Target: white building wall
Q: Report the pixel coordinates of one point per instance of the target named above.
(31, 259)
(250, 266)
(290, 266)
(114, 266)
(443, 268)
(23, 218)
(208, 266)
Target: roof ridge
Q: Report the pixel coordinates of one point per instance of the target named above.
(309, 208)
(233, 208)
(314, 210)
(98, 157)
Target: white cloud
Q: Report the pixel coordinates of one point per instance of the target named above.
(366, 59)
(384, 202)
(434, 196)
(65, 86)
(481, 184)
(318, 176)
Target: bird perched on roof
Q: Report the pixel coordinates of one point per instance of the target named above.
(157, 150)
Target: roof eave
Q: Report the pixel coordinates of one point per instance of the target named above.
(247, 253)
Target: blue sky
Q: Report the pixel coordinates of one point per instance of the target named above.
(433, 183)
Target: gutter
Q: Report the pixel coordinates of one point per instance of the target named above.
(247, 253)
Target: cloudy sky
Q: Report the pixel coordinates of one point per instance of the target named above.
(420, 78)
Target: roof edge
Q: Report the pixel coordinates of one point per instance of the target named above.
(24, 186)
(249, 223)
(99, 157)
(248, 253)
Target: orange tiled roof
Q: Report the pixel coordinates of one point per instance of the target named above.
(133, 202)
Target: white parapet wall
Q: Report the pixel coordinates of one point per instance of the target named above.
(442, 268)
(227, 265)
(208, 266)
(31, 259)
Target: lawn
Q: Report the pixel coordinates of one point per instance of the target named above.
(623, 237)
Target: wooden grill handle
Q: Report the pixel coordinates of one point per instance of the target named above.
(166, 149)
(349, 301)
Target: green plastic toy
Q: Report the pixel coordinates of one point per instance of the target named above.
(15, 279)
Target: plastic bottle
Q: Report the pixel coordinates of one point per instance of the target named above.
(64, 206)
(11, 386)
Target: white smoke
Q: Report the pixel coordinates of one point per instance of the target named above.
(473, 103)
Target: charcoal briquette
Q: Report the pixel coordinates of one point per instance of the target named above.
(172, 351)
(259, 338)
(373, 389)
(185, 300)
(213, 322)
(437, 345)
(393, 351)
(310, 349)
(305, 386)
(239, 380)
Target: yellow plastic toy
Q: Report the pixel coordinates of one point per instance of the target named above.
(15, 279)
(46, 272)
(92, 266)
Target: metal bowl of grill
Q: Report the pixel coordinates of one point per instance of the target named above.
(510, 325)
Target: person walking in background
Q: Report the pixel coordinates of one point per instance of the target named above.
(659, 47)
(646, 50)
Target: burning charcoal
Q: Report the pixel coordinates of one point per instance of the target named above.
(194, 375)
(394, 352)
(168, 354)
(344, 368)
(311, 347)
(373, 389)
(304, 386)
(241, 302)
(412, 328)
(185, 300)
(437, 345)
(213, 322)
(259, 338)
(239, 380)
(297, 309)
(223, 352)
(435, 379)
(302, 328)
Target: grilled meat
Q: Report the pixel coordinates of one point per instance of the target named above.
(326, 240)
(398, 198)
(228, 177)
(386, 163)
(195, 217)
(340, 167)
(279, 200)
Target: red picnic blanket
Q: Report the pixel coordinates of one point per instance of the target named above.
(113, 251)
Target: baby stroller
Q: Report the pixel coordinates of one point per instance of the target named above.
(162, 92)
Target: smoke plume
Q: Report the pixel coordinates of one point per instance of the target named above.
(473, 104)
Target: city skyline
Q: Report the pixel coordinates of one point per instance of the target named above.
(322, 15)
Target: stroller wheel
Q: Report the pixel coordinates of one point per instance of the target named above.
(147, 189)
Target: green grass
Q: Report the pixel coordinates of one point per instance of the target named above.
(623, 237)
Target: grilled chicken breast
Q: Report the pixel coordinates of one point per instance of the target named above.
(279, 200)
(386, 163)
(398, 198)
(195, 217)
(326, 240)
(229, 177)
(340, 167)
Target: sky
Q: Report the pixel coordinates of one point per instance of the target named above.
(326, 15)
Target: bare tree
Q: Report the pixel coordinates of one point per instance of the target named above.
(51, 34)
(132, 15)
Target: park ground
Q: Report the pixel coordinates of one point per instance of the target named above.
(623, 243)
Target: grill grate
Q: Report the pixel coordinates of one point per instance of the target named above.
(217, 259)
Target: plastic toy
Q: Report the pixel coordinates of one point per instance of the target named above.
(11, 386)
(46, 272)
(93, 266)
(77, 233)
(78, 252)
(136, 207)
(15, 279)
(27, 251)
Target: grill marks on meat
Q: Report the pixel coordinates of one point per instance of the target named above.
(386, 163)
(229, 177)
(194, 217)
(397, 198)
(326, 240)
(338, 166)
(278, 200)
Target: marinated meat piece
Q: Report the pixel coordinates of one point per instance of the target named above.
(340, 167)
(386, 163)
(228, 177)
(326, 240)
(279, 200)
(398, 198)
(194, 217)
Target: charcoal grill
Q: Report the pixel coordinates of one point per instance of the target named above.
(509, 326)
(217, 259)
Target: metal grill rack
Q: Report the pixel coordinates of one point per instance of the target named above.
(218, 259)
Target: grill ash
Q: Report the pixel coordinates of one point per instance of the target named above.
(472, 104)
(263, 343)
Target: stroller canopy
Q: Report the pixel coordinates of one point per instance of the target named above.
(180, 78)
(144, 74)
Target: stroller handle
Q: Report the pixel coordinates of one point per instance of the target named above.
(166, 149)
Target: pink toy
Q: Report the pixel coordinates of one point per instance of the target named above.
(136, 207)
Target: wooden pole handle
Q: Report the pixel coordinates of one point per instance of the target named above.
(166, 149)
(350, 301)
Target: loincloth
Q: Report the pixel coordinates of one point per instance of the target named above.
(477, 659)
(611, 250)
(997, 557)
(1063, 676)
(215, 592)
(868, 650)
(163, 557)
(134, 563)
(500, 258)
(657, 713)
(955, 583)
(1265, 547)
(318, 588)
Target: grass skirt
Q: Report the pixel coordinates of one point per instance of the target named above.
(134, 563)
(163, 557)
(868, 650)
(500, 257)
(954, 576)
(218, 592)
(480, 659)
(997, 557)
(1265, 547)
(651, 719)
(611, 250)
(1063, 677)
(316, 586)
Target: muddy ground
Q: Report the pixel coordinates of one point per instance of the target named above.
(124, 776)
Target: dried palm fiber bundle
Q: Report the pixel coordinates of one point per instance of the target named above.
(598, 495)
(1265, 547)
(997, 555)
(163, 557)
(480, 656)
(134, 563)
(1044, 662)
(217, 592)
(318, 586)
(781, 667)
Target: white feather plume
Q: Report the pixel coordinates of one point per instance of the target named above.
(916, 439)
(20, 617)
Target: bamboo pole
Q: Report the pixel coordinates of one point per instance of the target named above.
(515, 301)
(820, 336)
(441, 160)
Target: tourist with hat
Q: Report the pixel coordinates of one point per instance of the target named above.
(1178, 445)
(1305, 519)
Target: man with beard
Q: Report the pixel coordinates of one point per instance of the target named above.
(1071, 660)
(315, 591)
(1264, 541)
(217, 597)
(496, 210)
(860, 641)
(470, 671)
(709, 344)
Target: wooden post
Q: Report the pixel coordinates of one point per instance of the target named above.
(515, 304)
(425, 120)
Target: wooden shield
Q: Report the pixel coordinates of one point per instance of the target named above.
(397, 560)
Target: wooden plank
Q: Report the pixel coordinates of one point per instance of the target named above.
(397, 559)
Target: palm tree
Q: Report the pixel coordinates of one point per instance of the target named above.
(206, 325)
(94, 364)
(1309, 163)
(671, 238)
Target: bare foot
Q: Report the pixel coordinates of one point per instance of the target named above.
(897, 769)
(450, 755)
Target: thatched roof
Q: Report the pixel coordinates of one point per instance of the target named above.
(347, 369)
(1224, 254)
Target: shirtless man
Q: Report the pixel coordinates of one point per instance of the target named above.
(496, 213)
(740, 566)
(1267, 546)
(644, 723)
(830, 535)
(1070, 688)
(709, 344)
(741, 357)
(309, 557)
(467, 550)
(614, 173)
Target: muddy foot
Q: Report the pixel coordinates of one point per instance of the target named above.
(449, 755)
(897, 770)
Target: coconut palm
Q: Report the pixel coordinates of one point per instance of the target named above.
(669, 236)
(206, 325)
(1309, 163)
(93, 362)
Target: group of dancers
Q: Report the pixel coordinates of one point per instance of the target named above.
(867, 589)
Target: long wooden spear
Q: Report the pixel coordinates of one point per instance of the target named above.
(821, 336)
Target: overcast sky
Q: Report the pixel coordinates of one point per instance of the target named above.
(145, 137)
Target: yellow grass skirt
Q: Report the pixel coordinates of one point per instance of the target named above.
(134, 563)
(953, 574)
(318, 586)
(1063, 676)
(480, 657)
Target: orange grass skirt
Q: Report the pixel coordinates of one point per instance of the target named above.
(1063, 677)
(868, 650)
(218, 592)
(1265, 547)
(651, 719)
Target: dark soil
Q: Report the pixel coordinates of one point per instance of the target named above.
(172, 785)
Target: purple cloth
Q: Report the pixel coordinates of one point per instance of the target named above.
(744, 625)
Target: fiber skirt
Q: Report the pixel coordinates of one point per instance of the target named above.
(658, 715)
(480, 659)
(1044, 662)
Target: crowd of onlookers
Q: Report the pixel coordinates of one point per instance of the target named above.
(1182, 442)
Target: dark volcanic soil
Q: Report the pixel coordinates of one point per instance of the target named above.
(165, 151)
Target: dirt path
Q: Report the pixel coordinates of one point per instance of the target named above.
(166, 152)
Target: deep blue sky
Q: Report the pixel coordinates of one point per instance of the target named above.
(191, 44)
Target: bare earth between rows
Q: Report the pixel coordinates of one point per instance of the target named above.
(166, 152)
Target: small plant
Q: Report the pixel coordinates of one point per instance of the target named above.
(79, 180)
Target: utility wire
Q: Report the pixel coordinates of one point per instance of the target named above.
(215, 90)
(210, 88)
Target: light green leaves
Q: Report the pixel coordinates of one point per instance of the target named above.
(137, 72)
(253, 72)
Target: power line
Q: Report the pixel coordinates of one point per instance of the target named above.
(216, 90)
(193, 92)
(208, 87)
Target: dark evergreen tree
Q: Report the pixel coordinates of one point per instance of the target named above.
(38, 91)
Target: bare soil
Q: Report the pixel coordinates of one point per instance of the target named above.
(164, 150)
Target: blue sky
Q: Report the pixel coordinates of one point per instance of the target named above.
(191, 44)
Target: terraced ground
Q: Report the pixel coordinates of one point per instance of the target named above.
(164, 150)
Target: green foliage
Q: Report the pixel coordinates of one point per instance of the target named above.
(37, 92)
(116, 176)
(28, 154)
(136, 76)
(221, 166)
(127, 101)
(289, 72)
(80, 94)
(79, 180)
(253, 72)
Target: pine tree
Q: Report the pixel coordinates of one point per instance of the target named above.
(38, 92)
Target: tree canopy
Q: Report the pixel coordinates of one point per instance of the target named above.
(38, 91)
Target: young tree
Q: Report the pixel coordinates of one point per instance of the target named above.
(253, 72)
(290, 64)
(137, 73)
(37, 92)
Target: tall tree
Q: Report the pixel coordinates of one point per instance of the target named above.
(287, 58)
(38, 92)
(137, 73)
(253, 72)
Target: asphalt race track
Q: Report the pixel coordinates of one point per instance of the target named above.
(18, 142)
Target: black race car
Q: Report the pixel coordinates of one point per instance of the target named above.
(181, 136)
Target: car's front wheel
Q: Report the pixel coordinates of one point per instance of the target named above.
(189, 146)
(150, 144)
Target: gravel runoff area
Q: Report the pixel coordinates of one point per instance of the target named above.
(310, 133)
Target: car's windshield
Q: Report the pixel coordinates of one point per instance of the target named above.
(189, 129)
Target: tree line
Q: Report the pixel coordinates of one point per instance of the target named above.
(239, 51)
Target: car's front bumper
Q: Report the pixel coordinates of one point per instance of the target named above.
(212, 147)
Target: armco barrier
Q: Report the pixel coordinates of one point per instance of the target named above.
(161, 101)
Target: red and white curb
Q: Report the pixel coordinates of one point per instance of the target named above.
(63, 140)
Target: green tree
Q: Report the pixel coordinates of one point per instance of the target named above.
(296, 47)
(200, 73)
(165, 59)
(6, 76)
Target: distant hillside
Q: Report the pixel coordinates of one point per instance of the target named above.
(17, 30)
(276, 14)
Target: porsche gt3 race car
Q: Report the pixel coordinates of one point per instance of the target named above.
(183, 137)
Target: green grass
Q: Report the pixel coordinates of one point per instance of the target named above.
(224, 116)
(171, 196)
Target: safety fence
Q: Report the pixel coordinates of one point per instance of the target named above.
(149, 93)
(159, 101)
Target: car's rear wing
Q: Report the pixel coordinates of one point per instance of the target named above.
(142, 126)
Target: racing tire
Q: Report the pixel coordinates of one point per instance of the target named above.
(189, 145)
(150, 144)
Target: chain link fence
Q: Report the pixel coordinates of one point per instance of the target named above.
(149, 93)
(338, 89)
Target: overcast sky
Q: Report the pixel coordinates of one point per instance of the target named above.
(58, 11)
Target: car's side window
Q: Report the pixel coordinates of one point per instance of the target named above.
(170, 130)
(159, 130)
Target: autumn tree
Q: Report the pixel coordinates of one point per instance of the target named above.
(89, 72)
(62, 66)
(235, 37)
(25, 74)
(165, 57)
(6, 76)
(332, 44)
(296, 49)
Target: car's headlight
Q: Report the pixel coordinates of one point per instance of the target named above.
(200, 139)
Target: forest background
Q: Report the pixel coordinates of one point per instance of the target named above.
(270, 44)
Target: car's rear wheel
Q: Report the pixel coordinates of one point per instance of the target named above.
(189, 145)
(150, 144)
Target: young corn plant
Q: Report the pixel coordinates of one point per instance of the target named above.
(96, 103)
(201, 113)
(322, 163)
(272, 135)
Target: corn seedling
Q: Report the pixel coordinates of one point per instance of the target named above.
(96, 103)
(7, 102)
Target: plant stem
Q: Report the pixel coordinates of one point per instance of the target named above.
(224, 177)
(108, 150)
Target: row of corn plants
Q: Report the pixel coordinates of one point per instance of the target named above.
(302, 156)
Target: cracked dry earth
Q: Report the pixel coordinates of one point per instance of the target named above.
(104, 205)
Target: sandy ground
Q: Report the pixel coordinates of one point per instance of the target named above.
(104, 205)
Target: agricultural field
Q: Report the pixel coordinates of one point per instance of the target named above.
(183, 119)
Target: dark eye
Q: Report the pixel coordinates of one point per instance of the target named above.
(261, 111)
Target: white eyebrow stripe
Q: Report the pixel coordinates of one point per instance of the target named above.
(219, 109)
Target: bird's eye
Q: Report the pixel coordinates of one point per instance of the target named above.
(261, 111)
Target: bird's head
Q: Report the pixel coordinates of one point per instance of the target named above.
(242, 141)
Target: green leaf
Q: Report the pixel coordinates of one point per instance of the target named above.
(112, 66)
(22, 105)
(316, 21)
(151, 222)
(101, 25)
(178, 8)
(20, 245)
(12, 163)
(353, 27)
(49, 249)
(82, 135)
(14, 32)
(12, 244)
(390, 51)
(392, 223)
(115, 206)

○ ○ ○ ○

§ **EXERCISE GOAL**
Take the first line of the material above as the start and the line that contains "Target: roof eave" as the end. Output only that span, every line exactly as it stands.

§ **ANSWER FOR THIS EXERCISE**
Target: white building wall
Q: Report the pixel coordinates of one point per instance of the target named above.
(31, 259)
(250, 266)
(290, 266)
(114, 266)
(443, 268)
(23, 218)
(208, 266)
Target: roof ridge
Q: Report the pixel coordinates of one point per instance of the target named above.
(309, 208)
(233, 208)
(314, 210)
(98, 157)
Target: white cloud
Q: Report the pixel coordinates of one point per instance of the target named above.
(366, 59)
(384, 202)
(434, 196)
(65, 86)
(481, 184)
(318, 176)
Target: bird perched on roof
Q: Report the pixel coordinates of one point per instance of the target named above.
(157, 150)
Target: roof eave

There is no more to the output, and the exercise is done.